▶ [PROMPT]: Copy out the lines starting with the line that contains "Each instance receives a single keypoint. Tag the child's bare" and going on through the line that contains "(685, 1048)", substituting "bare feet" for "bare foot" and leaving everything else unchanged. Give only those lines.

▶ [GIVEN ENTRIES]:
◆ ◆ ◆
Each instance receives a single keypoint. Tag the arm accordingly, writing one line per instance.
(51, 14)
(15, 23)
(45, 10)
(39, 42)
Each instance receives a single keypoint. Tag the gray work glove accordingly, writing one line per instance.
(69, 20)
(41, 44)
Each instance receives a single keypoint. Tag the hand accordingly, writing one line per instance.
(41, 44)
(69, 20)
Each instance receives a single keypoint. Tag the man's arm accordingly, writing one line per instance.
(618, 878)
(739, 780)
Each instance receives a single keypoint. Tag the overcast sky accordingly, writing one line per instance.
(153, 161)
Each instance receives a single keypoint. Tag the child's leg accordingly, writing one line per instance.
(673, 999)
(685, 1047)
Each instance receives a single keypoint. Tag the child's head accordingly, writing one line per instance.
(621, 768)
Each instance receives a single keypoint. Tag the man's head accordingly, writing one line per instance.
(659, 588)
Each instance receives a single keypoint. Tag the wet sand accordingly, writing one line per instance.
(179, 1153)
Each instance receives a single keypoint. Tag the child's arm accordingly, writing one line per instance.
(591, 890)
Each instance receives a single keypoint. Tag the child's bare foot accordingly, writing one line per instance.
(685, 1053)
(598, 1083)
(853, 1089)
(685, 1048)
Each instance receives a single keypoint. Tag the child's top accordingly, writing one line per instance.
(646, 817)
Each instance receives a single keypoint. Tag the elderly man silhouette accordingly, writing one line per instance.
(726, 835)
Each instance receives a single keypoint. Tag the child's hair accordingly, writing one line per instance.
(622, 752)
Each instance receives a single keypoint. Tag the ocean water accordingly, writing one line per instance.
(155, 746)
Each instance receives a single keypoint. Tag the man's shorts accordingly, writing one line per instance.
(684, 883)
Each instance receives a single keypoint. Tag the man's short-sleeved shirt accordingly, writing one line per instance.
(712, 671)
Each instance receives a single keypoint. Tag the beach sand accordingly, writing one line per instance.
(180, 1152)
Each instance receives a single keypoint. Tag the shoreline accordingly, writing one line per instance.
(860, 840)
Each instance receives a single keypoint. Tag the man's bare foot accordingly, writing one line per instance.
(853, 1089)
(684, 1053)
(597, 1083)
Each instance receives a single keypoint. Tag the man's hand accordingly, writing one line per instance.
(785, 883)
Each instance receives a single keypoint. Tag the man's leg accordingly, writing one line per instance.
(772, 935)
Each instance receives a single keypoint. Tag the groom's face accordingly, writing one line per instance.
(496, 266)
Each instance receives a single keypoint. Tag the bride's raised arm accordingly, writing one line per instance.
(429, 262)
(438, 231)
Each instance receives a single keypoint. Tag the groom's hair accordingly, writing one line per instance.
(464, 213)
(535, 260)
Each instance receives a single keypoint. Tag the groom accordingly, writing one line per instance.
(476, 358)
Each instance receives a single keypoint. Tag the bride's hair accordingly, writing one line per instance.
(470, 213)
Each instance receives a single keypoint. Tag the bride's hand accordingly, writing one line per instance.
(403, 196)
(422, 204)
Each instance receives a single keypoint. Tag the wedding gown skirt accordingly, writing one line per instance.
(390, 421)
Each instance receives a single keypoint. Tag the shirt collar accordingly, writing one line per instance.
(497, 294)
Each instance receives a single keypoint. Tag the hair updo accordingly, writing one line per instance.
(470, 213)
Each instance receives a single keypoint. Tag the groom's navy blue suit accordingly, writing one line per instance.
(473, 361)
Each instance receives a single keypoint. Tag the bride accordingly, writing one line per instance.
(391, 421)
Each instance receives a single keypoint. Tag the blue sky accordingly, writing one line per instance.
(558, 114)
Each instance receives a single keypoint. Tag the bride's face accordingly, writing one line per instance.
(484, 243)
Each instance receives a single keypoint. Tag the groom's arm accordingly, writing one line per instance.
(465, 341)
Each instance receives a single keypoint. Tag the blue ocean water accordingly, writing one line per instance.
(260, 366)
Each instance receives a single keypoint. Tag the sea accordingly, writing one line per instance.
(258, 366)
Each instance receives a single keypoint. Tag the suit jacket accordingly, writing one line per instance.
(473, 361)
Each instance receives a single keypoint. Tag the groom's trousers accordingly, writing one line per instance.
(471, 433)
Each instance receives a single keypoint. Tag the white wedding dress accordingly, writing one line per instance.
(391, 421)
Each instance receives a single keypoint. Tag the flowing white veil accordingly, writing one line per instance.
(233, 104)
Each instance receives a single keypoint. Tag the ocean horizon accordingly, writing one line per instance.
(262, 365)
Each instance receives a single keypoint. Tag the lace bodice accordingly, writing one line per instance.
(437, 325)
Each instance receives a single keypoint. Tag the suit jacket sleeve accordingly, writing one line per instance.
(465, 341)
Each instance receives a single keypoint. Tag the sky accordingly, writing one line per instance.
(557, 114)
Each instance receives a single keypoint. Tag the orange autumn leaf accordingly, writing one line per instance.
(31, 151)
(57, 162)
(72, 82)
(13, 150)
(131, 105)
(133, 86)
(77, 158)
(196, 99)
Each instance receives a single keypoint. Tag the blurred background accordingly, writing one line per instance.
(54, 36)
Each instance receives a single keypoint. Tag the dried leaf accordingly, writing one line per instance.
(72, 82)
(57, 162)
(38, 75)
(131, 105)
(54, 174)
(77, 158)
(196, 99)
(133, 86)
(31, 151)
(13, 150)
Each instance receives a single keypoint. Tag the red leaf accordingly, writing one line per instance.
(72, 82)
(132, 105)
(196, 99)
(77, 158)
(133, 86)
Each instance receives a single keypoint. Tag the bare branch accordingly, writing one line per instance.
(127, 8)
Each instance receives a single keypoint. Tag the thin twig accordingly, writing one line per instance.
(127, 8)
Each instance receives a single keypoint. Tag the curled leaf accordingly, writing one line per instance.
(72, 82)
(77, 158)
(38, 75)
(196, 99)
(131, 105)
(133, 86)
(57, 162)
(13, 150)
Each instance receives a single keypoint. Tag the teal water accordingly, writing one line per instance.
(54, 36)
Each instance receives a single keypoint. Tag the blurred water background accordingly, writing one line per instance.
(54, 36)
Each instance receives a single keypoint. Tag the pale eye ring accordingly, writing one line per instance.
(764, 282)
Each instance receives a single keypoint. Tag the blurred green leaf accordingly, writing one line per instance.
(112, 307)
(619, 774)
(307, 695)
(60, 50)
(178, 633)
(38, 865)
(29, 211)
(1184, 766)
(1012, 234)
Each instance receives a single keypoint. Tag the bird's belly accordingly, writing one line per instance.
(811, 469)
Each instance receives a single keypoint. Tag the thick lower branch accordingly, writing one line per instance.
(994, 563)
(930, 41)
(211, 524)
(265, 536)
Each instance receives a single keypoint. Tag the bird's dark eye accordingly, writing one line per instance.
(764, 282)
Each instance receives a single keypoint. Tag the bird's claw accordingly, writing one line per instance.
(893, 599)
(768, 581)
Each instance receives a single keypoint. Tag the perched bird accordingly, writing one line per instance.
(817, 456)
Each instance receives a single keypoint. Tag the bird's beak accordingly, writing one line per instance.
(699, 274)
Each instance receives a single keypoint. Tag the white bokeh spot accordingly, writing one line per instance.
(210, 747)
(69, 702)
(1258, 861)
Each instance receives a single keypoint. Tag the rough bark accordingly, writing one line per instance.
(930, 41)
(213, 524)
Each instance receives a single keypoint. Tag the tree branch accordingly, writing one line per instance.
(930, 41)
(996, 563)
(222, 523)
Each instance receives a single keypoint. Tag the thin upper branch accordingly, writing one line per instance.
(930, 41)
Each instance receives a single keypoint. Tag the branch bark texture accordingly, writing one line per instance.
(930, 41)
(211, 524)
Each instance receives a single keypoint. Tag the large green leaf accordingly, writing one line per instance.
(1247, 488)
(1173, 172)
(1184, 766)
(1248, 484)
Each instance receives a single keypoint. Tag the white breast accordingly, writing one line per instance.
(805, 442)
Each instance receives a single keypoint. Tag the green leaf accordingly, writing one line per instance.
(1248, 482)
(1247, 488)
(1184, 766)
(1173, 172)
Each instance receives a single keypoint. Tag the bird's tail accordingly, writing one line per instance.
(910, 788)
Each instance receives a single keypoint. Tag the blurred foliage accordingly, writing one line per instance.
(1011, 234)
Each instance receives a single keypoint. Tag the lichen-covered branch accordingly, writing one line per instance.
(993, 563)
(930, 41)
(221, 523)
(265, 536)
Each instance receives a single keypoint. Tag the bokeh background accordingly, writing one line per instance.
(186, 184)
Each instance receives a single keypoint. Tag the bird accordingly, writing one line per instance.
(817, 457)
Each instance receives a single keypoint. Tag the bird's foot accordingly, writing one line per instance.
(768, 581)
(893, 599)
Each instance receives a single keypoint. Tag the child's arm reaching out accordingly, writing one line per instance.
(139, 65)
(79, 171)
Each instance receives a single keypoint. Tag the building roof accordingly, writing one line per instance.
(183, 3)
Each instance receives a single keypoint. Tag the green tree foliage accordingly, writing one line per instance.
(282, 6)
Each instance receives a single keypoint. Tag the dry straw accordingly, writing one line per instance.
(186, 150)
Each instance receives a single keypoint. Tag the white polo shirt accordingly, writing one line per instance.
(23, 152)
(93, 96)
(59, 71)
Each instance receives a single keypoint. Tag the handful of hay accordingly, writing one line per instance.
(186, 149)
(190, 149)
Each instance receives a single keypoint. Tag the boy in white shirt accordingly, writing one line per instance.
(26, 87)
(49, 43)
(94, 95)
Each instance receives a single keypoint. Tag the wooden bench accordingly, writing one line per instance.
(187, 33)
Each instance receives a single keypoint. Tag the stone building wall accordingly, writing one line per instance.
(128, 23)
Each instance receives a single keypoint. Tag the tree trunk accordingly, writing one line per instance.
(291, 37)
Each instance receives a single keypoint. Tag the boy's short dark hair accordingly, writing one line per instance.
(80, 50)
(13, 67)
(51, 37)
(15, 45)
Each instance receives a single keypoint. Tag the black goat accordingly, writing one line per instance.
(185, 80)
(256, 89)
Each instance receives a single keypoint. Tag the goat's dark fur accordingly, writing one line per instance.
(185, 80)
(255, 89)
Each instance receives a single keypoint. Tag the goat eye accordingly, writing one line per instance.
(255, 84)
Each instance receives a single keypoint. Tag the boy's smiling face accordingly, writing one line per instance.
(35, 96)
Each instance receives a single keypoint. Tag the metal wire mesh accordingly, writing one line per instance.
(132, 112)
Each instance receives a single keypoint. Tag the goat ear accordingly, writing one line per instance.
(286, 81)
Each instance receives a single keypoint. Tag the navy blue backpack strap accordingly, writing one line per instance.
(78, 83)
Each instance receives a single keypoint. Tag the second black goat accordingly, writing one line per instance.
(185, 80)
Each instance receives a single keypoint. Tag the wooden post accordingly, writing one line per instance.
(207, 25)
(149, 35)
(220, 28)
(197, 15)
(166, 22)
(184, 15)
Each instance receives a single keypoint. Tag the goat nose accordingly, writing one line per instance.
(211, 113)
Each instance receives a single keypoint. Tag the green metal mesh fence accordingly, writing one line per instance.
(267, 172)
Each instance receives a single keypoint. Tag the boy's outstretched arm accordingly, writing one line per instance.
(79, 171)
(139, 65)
◆ ◆ ◆
▶ [COMPLETE OUTPUT]:
Each instance receives a single keypoint. Tag the child's bare feet accordingly, writing one line per instance.
(685, 1053)
(598, 1083)
(853, 1089)
(685, 1048)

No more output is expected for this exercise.